◆ **What to produce**
Take each line of the records below that contains the string "right" and copy it.

◆ **Dataset excerpts**
Segment Open

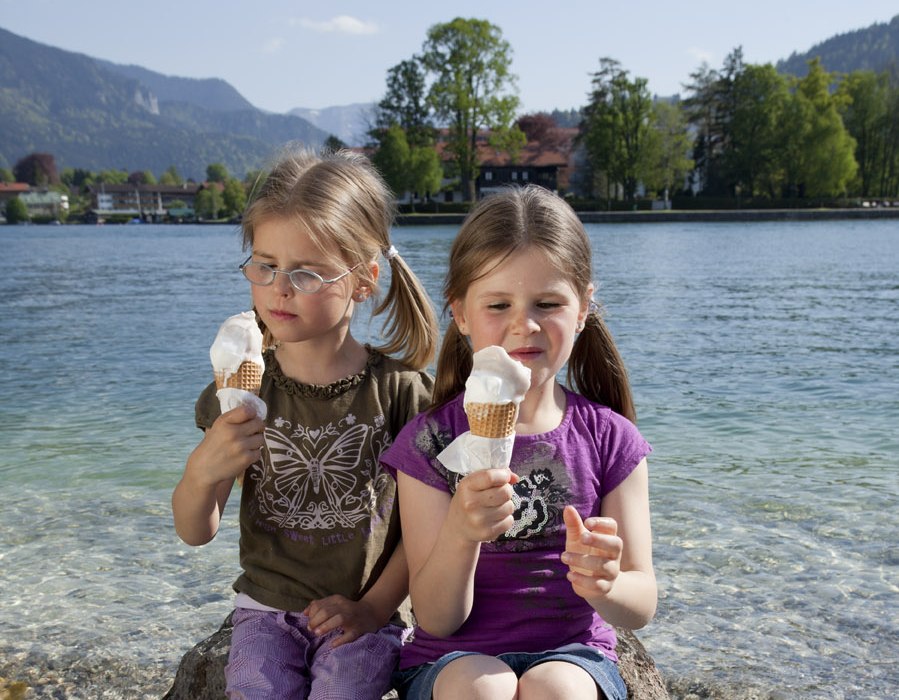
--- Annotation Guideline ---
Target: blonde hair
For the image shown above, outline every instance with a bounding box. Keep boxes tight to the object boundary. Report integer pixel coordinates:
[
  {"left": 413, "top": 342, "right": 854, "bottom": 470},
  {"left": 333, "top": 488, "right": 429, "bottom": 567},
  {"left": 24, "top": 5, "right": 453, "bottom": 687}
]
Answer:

Segment Closed

◆ **Exercise result**
  {"left": 413, "top": 342, "right": 854, "bottom": 470},
  {"left": 333, "top": 488, "right": 429, "bottom": 567},
  {"left": 24, "top": 5, "right": 453, "bottom": 687}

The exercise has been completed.